▶ **Problem statement**:
Rewrite the items from the start through the line containing "<point>412,455</point>", replacing "reflection on water" with "water reflection" and leaving everything else unchanged.

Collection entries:
________________
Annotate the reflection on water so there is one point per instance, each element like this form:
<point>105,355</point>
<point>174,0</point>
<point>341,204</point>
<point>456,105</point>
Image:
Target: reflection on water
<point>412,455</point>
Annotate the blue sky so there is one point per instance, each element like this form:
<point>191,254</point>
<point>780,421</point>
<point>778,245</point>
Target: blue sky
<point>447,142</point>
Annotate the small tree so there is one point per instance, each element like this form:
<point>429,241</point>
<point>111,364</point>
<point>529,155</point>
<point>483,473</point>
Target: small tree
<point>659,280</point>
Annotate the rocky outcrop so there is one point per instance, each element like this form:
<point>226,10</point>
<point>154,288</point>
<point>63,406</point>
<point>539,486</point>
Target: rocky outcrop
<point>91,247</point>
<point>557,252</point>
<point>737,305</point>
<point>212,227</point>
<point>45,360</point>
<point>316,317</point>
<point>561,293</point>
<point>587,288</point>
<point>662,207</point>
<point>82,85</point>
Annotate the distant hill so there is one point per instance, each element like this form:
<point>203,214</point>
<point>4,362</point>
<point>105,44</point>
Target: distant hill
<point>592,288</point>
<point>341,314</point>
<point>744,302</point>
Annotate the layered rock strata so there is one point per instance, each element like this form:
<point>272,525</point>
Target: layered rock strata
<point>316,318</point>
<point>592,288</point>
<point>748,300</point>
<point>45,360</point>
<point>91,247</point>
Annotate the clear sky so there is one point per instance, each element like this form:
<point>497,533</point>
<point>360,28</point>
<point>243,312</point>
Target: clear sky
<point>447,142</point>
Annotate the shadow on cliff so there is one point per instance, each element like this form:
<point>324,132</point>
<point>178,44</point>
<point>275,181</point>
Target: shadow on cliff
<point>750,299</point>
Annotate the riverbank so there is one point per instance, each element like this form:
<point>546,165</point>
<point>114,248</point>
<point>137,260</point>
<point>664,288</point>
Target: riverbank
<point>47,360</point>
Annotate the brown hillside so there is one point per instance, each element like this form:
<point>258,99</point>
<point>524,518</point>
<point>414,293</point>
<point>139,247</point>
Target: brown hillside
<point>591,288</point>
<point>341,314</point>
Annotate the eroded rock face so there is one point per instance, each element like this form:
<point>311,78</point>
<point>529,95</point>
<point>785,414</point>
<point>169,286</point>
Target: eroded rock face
________________
▶ **Answer to this exercise**:
Annotate the water reflection so there is one point per instance, each element like this form:
<point>105,355</point>
<point>174,0</point>
<point>341,204</point>
<point>456,105</point>
Image:
Target: water reflection
<point>412,455</point>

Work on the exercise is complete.